(Record extracts begins)

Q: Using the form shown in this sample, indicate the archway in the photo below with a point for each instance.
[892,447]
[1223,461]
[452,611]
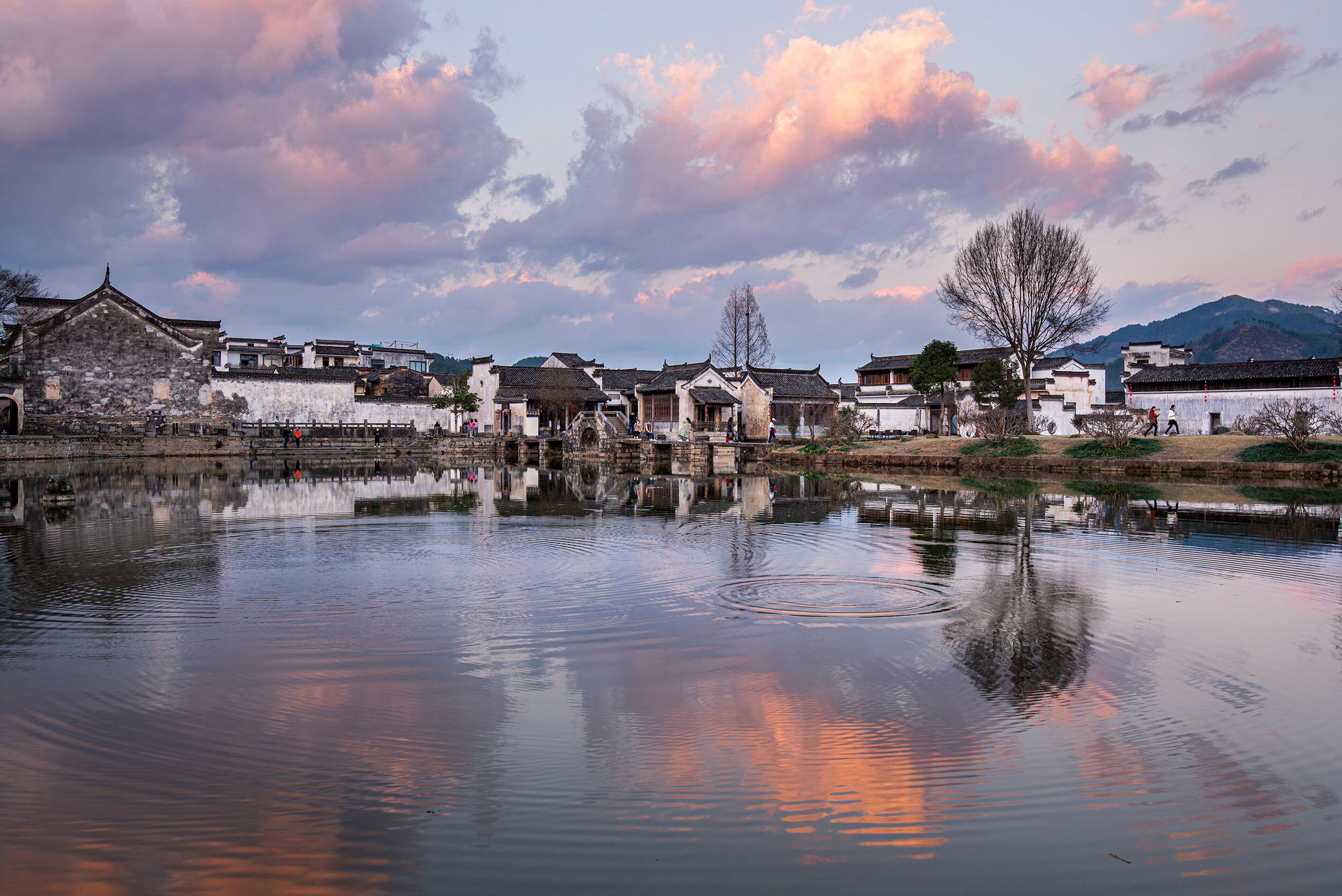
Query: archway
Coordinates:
[9,416]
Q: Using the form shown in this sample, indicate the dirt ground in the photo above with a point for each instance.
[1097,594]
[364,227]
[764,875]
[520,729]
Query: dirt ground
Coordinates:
[1172,447]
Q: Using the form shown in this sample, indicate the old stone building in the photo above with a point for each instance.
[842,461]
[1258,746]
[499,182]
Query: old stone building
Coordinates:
[106,362]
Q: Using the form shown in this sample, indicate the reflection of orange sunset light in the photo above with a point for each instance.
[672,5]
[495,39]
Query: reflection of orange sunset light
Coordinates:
[818,777]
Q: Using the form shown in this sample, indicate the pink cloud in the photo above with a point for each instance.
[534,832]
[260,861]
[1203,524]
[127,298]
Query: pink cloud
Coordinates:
[1114,92]
[811,12]
[1313,276]
[820,148]
[219,286]
[1251,63]
[902,293]
[1216,15]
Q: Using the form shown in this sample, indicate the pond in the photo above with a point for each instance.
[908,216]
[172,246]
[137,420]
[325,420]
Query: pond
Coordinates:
[398,678]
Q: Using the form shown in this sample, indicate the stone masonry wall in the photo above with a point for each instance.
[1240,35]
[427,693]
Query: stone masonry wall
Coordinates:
[109,365]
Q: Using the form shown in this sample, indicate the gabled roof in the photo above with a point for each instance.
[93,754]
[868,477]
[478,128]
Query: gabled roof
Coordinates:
[1309,368]
[788,383]
[626,380]
[517,384]
[905,361]
[69,309]
[333,375]
[571,360]
[673,373]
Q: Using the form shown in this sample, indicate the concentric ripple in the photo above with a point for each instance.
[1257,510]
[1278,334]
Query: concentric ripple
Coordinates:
[834,598]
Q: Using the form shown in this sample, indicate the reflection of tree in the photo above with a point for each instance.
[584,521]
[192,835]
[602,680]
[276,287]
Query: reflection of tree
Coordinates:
[1024,636]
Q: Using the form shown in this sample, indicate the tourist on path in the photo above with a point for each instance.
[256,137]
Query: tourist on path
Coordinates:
[1153,421]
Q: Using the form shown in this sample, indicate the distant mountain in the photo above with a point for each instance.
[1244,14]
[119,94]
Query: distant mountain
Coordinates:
[447,364]
[1231,329]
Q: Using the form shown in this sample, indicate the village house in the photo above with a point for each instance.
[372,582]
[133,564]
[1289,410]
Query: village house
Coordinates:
[1211,396]
[1061,389]
[784,394]
[529,400]
[105,362]
[697,392]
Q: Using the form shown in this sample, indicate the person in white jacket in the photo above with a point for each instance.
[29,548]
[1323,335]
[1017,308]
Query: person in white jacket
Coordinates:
[1172,421]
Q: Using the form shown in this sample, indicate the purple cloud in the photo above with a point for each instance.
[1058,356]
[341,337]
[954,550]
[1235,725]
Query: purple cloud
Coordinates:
[827,148]
[294,140]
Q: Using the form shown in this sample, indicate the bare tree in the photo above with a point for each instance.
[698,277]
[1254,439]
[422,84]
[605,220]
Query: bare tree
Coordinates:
[15,285]
[1295,420]
[1113,427]
[1026,285]
[742,334]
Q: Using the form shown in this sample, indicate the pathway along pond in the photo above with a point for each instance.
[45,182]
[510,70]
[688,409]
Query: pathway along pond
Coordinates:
[398,679]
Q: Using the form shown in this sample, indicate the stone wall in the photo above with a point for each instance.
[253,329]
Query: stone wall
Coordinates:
[109,365]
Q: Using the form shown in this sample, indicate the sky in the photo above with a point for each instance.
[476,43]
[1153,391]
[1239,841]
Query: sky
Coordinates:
[516,179]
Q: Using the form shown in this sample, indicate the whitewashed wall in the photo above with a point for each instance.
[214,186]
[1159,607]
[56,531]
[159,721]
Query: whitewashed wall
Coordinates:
[318,402]
[1195,410]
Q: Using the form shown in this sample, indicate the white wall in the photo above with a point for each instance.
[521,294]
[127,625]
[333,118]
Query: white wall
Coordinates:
[1195,408]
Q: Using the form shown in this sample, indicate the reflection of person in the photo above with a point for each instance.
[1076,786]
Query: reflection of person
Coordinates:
[1153,421]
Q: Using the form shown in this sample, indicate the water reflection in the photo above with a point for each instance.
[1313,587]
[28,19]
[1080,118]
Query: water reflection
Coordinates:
[382,678]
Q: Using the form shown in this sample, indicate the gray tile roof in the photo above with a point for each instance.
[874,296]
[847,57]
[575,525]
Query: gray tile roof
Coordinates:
[571,360]
[626,380]
[1309,369]
[517,384]
[332,375]
[793,384]
[905,361]
[673,373]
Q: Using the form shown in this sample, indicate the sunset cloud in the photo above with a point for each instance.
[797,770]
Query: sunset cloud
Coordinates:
[278,129]
[822,148]
[1114,92]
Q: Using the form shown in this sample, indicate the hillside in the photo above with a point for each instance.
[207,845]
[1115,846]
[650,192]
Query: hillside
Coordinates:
[1232,329]
[447,364]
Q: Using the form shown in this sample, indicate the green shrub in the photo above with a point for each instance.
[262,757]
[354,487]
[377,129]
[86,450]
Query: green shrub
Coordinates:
[1279,453]
[1112,490]
[1018,447]
[1094,450]
[1275,496]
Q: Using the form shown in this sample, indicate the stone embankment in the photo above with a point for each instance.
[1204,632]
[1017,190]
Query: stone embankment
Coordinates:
[1150,467]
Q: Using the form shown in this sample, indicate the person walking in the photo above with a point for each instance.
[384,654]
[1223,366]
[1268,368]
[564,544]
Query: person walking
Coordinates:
[1153,421]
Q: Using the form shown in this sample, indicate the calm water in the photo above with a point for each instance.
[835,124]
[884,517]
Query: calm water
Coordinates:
[399,679]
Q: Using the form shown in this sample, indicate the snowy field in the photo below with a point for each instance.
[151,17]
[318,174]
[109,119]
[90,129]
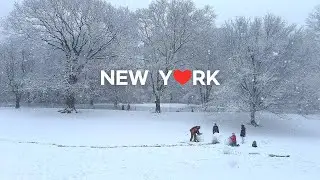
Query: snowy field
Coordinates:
[41,144]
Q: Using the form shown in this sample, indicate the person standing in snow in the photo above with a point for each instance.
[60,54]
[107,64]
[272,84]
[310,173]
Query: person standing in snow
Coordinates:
[215,129]
[243,133]
[233,140]
[194,132]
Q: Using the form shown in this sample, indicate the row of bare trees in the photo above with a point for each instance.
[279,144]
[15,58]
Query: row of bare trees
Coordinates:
[56,48]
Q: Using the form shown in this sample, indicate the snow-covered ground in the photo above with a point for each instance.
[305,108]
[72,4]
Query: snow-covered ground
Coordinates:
[140,145]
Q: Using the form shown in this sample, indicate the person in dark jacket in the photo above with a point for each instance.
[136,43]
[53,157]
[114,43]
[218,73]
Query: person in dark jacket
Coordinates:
[243,133]
[194,132]
[215,128]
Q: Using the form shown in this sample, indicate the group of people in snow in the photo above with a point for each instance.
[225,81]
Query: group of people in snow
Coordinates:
[232,139]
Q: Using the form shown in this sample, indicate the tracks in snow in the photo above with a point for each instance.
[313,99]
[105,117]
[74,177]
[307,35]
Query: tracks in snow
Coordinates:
[182,144]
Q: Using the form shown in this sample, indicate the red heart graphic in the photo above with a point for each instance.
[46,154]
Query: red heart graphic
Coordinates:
[182,77]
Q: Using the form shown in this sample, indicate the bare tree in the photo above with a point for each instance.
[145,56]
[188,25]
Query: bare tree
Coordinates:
[82,30]
[165,28]
[259,51]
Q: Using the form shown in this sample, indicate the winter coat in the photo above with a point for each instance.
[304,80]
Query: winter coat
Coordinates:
[233,139]
[243,131]
[195,130]
[215,129]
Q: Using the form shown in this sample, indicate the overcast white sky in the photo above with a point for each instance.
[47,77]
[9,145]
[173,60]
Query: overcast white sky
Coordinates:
[294,11]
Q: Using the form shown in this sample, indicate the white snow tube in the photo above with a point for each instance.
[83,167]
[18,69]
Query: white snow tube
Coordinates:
[200,138]
[216,138]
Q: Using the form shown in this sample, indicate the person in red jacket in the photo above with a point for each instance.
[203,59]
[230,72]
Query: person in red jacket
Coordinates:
[194,132]
[233,140]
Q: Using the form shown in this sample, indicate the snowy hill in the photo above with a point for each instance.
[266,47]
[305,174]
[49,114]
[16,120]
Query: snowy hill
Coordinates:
[102,144]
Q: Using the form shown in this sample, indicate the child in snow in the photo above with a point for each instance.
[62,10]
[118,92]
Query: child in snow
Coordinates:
[215,128]
[194,132]
[233,140]
[242,133]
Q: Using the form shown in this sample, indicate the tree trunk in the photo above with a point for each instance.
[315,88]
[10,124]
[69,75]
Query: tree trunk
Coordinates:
[18,98]
[158,107]
[70,102]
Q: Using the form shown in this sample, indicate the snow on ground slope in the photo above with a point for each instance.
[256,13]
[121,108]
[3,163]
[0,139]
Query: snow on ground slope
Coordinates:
[43,144]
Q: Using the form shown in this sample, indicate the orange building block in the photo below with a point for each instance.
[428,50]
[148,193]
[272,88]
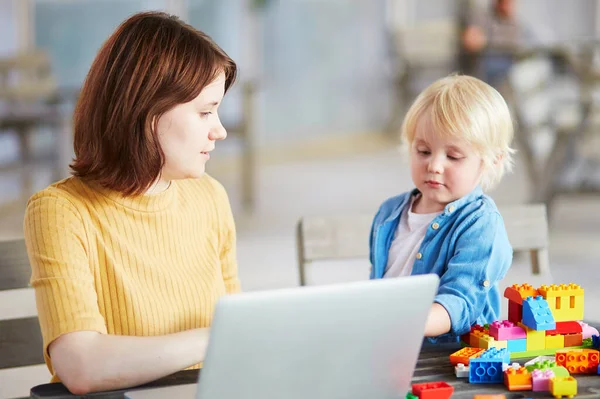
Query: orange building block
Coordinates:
[573,340]
[563,386]
[579,361]
[564,300]
[555,341]
[518,379]
[463,355]
[433,390]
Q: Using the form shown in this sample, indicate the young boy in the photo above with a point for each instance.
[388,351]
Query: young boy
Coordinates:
[459,131]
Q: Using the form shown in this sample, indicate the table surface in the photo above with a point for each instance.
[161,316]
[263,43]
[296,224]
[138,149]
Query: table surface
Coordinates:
[433,365]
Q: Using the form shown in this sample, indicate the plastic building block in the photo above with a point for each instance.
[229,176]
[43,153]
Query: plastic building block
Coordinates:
[540,359]
[515,312]
[506,366]
[517,379]
[543,352]
[555,341]
[579,361]
[517,292]
[476,338]
[541,380]
[587,330]
[487,368]
[464,355]
[573,340]
[516,345]
[536,340]
[537,314]
[565,301]
[543,365]
[461,371]
[506,330]
[596,341]
[433,390]
[485,372]
[565,327]
[488,342]
[563,386]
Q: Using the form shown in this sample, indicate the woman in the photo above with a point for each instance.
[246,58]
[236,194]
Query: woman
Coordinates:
[131,253]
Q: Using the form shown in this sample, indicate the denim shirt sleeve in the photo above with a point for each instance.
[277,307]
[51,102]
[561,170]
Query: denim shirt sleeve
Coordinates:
[481,257]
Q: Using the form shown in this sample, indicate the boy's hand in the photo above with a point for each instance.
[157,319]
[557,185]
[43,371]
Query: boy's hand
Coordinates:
[438,321]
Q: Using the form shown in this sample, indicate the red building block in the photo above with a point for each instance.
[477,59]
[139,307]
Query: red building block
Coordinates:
[579,361]
[515,312]
[573,340]
[463,355]
[518,379]
[433,390]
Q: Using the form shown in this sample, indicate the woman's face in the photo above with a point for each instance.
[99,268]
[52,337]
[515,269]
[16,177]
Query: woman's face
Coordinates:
[188,132]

(Record extracts ends)

Print, exactly as written, the lines above from the first one to the one containing "Query: old stone building". Leave out pictures.

- [Expected answer]
Q: Using the form shown in this sample, indicate the archway in the photo below with a point for each instance.
[892,447]
[1223,461]
[452,611]
Query: archway
Coordinates:
[9,416]
Q: Using the form shown in this sample, indicate the dirt ground in the photo above with a point for each instance.
[1097,594]
[364,227]
[764,875]
[520,729]
Query: dirt ground
Coordinates:
[1172,447]
Q: Using the form shown in this sample, indicate the old stone building in the photo above with a point for each instance.
[842,461]
[1258,746]
[499,182]
Query: old stone building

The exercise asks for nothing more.